Stored data
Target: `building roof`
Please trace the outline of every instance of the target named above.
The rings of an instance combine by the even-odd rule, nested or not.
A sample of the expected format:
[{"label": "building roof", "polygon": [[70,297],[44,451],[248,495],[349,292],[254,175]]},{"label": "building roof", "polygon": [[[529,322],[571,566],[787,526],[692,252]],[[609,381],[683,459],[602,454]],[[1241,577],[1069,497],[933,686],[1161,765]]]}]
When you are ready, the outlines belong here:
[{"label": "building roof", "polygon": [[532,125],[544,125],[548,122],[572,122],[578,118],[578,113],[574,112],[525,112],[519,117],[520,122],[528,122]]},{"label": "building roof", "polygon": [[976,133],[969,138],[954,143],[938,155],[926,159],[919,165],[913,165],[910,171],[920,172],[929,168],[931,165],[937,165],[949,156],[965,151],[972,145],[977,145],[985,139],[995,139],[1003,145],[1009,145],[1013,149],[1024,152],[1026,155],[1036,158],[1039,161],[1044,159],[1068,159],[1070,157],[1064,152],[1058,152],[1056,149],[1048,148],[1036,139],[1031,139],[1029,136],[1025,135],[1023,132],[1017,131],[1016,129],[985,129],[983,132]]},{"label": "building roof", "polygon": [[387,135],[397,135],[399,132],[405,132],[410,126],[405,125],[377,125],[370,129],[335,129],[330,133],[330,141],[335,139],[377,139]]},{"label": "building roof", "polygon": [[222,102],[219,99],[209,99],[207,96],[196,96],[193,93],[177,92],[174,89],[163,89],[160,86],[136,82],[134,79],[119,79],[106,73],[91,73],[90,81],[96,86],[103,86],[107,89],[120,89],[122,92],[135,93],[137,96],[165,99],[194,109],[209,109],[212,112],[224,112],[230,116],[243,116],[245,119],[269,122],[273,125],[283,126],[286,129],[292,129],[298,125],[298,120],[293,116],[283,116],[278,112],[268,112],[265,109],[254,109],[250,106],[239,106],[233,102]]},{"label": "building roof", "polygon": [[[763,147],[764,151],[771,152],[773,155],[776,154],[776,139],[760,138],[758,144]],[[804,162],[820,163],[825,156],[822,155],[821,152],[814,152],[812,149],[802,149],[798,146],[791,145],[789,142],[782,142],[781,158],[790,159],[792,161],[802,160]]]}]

What needs to be done:
Extract all lines of the records above that include "instance".

Solution to this task:
Please trace the outline of every instance of the target named above.
The rings of an instance combine by the even-odd rule, nested or not.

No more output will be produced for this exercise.